§ **Extract to read**:
****************

Keeping unsafe workers from spreading their cancer will not only save a company money, it improves productivity. Your high performers will especially thank you.
Here are some telltale signs of toxic worker behavior which could send your best people packing.
You know who they are--most likely disgruntled workers who didn't get something their way, disagreed with a change of direction and are now holding grudges, or didn't get that promotion they felt entitled to.
They are quick to gossip, and even quicker to hammer leadership for "dumb decisions."
Keep a close eye on them. They spread their tumor by enlisting others into their negative spin campaign. They'll also be sure to befriend those innocent new hires to vilify someone or something.
They are not accountable.
When self-awareness is present accountability blooms. Not so with these toxic workers. They don't exercise responsibility and own up to "their stuff" when "their stuff" is at fault. Remember the old saying, "For every finger you point, there's three pointing back at you"?
They create roadblocks to disrupt your work.
You may shake your head in agreement because you've seen it and it still astonishes you! They will go way out of their way to sabotage anything you're trying to get done. So you're left with covering your basis to protect yourself -- writing more detailed emails than usual, CCing and BCCing more people than normal, and making backup copies of everything in the event a false accusation comes your way.

****************

§ **Actions to take**:
**a.** Decide whether each statement agrees with the passage on toxic workers. Answer yes or no for each, and quote the deciding words from the passage.
(i) Toxic workers try to befriend new hires.
(ii) Toxic workers hold themselves accountable.
(iii) Keeping toxic workers from spreading their influence can save a company money.
**b.** According to the passage on toxic workers, what three things might you do to protect yourself from their sabotage?
The items after this point are separate material and have no connection to the passage on toxic workers.

§ **Data for review**:

****************

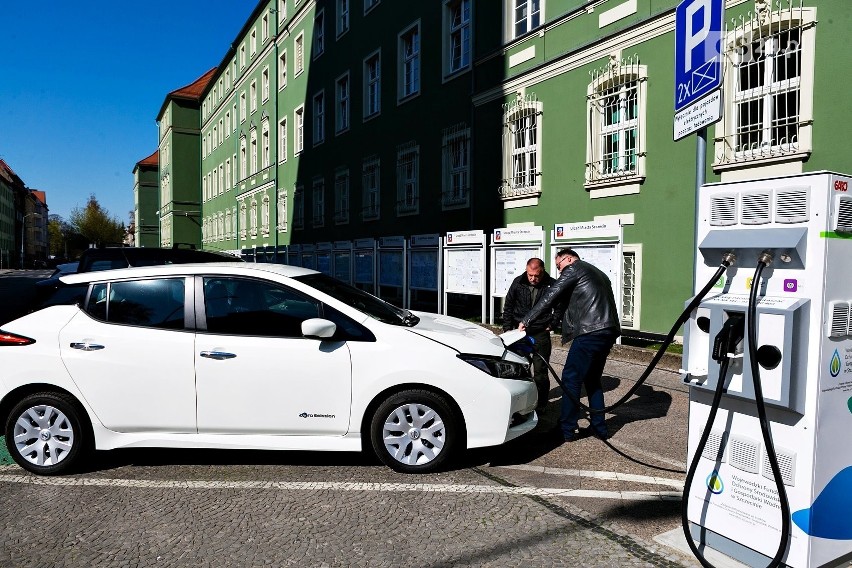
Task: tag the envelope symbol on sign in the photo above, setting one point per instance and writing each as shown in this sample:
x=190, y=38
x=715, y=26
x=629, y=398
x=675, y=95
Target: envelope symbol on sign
x=704, y=76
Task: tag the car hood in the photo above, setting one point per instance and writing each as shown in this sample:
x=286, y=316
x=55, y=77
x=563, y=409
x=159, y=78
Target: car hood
x=461, y=335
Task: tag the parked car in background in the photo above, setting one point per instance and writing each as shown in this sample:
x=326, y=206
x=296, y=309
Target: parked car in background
x=254, y=356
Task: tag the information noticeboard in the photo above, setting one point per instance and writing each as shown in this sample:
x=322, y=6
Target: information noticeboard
x=464, y=274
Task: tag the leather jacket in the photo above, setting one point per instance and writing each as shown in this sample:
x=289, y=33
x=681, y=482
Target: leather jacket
x=591, y=304
x=519, y=302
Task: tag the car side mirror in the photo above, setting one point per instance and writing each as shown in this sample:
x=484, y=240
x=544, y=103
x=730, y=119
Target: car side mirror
x=318, y=328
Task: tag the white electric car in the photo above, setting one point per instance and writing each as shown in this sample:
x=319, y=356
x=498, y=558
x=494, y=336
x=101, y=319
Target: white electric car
x=257, y=356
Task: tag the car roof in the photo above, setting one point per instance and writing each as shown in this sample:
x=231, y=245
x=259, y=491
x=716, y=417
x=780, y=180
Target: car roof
x=228, y=268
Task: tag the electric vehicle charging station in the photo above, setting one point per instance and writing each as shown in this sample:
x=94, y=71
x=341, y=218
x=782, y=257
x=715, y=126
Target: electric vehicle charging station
x=803, y=350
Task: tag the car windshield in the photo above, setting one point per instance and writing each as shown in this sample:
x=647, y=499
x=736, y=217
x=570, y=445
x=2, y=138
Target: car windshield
x=360, y=300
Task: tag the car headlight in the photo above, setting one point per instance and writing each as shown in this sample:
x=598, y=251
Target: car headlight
x=498, y=367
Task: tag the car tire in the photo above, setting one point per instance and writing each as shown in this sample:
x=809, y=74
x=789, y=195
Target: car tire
x=415, y=431
x=45, y=433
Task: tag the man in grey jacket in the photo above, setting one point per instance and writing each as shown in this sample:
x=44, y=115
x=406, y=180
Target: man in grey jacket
x=591, y=323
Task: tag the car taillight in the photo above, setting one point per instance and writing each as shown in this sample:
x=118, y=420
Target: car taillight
x=8, y=339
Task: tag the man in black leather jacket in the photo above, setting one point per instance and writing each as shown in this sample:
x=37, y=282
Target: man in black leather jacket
x=525, y=291
x=591, y=323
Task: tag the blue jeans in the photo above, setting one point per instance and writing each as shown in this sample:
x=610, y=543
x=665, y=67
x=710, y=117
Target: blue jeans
x=584, y=366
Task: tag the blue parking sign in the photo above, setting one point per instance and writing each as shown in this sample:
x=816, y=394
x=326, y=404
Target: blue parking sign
x=698, y=53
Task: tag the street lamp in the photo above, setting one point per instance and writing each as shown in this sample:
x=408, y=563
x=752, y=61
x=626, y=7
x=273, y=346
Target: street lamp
x=23, y=226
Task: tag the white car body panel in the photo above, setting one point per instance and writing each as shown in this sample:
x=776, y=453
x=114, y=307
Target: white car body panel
x=137, y=396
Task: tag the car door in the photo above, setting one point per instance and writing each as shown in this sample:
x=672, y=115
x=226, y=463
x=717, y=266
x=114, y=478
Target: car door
x=256, y=373
x=132, y=357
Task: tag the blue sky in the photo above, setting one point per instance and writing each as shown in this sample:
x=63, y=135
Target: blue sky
x=81, y=84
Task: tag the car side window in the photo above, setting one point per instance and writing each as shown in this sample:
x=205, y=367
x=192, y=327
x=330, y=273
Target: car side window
x=149, y=303
x=236, y=306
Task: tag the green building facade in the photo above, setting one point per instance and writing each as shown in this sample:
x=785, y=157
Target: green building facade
x=334, y=120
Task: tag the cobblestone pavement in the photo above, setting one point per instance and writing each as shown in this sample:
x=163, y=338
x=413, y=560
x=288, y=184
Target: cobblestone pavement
x=533, y=502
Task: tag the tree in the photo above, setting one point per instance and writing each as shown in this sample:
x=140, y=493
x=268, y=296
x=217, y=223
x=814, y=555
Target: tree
x=96, y=224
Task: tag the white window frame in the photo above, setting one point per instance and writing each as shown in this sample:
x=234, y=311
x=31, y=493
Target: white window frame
x=745, y=43
x=407, y=179
x=457, y=36
x=532, y=19
x=522, y=150
x=318, y=105
x=343, y=103
x=455, y=190
x=282, y=139
x=371, y=188
x=298, y=130
x=342, y=201
x=372, y=85
x=318, y=42
x=616, y=147
x=342, y=20
x=408, y=62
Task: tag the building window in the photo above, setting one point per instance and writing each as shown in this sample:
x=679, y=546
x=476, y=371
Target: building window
x=341, y=108
x=341, y=197
x=370, y=189
x=768, y=82
x=253, y=151
x=457, y=22
x=265, y=145
x=282, y=69
x=370, y=4
x=282, y=140
x=299, y=130
x=455, y=191
x=319, y=118
x=319, y=34
x=299, y=207
x=616, y=104
x=409, y=62
x=299, y=49
x=342, y=17
x=521, y=148
x=372, y=85
x=318, y=202
x=525, y=16
x=407, y=172
x=243, y=170
x=281, y=209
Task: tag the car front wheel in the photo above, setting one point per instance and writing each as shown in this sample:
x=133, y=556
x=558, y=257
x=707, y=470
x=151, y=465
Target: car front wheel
x=44, y=433
x=415, y=431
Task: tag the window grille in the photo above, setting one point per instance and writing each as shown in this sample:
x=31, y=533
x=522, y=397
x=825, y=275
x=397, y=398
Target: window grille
x=764, y=71
x=456, y=165
x=521, y=141
x=407, y=158
x=616, y=104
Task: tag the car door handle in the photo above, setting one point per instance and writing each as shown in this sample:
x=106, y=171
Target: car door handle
x=218, y=355
x=86, y=346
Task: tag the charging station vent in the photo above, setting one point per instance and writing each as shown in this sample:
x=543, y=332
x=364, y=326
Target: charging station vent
x=744, y=454
x=714, y=449
x=791, y=205
x=786, y=463
x=756, y=207
x=838, y=319
x=843, y=218
x=723, y=209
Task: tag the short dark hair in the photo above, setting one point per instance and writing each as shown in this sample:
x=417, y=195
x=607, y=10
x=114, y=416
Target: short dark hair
x=568, y=252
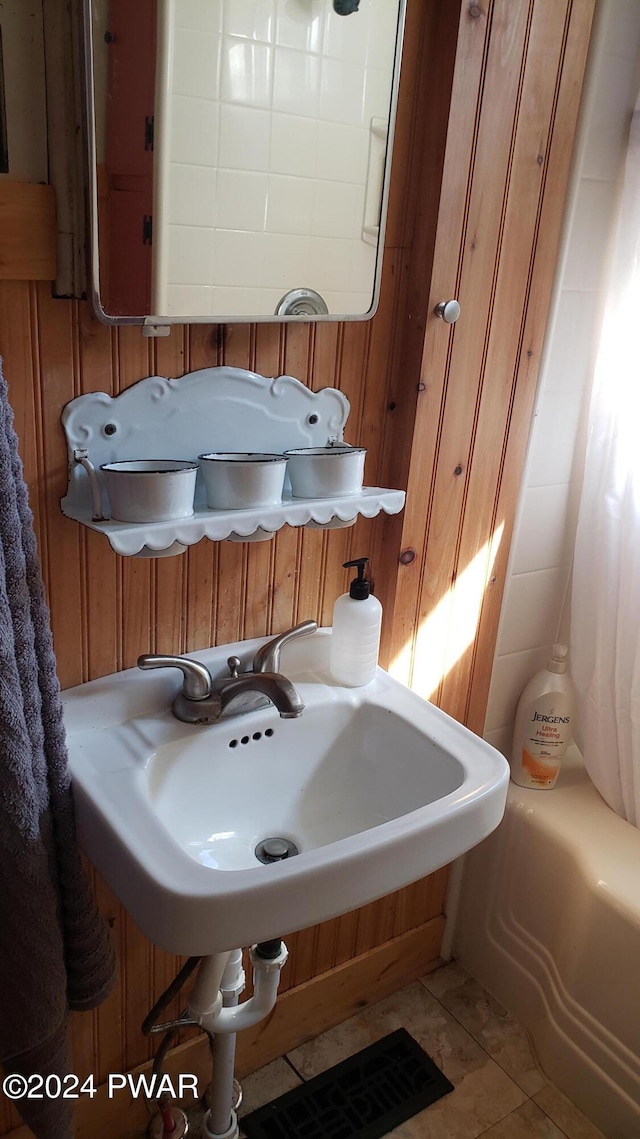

****************

§ **Exercise responses**:
**a.**
(i) Yes: "They'll also be sure to befriend those innocent new hires to vilify someone or something."
(ii) No: "They are not accountable."
(iii) Yes: "Keeping unsafe workers from spreading their cancer will not only save a company money, it improves productivity."

**b.** Write more detailed emails than usual, CC and BCC more people than normal, and make backup copies of everything.